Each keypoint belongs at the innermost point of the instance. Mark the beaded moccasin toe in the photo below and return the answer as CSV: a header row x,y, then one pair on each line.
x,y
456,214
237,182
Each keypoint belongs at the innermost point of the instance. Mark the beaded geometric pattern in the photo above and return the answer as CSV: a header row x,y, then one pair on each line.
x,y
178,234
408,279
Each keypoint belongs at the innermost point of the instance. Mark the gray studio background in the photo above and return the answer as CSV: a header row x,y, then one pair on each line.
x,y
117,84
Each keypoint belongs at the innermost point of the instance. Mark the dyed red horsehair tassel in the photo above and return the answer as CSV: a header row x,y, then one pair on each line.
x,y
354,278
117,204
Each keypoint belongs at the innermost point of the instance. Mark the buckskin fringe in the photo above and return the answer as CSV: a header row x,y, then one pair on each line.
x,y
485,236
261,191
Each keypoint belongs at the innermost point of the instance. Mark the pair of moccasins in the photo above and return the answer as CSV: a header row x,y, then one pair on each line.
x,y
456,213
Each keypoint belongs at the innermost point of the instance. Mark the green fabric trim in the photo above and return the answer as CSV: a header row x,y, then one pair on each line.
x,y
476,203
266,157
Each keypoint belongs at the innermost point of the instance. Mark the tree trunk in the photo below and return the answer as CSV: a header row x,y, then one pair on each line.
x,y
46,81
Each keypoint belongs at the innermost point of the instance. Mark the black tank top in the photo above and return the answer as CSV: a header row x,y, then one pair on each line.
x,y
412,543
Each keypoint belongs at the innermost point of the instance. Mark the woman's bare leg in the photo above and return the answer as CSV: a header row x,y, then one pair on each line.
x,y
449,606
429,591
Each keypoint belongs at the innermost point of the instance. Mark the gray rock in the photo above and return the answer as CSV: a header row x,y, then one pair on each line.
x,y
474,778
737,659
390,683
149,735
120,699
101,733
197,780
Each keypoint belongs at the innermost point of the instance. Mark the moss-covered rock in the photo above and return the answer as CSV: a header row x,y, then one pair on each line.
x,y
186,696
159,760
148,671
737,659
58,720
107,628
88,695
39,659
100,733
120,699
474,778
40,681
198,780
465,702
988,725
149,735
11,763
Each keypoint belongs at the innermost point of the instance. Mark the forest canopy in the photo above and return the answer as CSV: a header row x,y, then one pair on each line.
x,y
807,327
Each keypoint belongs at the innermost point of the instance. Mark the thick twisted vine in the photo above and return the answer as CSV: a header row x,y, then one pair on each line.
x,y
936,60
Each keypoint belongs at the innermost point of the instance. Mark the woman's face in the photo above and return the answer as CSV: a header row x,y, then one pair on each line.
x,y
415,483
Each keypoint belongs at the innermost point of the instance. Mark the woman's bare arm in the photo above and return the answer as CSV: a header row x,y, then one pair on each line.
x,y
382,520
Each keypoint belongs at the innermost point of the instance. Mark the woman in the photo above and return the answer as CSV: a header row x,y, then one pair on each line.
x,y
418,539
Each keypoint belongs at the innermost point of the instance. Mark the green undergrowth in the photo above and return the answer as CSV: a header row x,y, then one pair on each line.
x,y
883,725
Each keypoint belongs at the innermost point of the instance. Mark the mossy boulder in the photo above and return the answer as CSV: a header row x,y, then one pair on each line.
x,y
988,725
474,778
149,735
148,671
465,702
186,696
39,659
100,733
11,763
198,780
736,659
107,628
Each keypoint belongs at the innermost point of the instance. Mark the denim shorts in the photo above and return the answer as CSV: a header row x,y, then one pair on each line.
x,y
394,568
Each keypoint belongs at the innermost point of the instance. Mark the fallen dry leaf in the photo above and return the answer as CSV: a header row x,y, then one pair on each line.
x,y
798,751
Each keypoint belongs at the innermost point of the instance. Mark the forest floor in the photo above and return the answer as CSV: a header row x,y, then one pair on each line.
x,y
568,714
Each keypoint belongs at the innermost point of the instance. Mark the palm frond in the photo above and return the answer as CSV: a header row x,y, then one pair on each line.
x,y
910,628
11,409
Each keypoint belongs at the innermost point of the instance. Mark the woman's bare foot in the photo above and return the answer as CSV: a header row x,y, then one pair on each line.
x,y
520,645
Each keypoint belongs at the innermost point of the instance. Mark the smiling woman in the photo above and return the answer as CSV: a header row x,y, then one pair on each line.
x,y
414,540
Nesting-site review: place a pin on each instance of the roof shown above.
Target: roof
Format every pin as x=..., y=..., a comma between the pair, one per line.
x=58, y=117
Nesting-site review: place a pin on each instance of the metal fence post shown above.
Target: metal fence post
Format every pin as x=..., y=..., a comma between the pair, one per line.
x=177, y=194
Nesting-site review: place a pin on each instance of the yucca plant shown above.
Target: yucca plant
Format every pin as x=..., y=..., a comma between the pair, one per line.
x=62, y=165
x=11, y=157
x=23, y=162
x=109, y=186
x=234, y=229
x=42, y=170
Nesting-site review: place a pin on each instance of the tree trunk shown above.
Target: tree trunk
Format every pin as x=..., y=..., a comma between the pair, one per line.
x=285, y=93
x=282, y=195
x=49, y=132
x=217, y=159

* [Work to be completed]: Show the lines of the data that hold the word "yucca".

* [Exercise result]:
Nesting-site review: place a pin on each instance of the yucca plant shown above.
Target: yucca plant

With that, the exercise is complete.